→ Text extract:
__________________________________________________

The CN120-26,  also simply referred to as Modèle F1 (F1 model) is a French smoothbore 120mm tank gun of 52 calibers designed by the EFAB of Bourges and produced by Giat Industries .

Description
The 120 mm smoothbore gun F1 has been designed for installation in the Leclerc main battle tank.
The smooth-bore gun is chrome-plated, fitted with a thermal sleeve and has a vertical sliding breech mechanism. It is also fitted with a muzzle
reference system and the tropicalized variant of the Leclerc is fitted with a compressed air system for removing propellant
fumes.

In the Leclerc application, the gun is fed by a 22-rounds bustle-mounted automatic loader designed by Creusot-Loire Industries.
The 120 mm F1 gun fires the same 120×570mm ammunition as the German Rh-120 and American M256 smoothbore guns.
The French 120 mm F1 gun is, however, 1 m longer than the L/44 version of the Rh-120, which increases muzzle velocity and armour penetration of APFSDS projectiles; it also gives a longer effective range.

Additional specifications 

Maximum service chamber pressure: 670 MPa
Recoil effort at trunnions: 550 kN (APFSDS fired at +51 °C)
Overall weight: 2740 kg
Recoiling gun mass: 1995 kg

Operators

Current operators

See also
 CN120-25 120 mm gun: French equivalent, developed by Établissement d'Études et de Fabrication d'Armements de Bourges (EFAB) in 1979.

Weapons of comparable role, performance and era
 L11A5 120 mm rifled gun: British rifled equivalent, developed by Royal Armament Research and Development Established (RARDE) in 1957.
 2A46 125 mm gun: Russian 125-mm equivalent, developed by Spetstekhnika Design Bureau in 1960s.
 Rheinmetall 120 mm gun: German equivalent, developed by Rheinmetall in 1974.

__________________________________________________

→ Data:
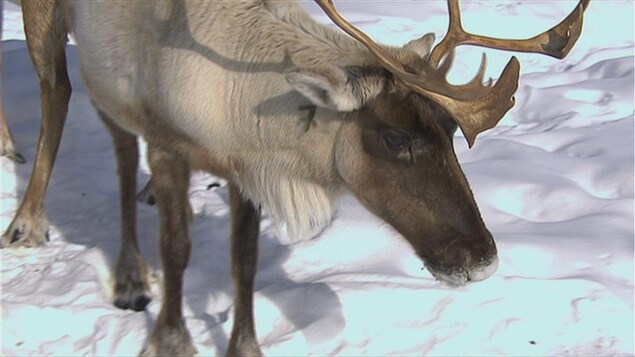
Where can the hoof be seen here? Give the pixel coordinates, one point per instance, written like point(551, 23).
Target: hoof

__________________________________________________

→ Prompt 1:
Answer these questions about the tank gun article, one per line:
(a) How many rounds does the bustle-mounted automatic loader hold?
(b) What is the gun's overall weight?
(c) In what year was the British L11A5 120 mm rifled gun developed?
→ Prompt 2: Please repeat the tank gun article word for word, starting at the words "Weapons of comparable" and stopping after "Bureau in 1960s.".

→ Expected answer 1:
(a) 22 rounds
(b) 2740 kg
(c) 1957

→ Expected answer 2:
Weapons of comparable role, performance and era
 L11A5 120 mm rifled gun: British rifled equivalent, developed by Royal Armament Research and Development Established (RARDE) in 1957.
 2A46 125 mm gun: Russian 125-mm equivalent, developed by Spetstekhnika Design Bureau in 1960s.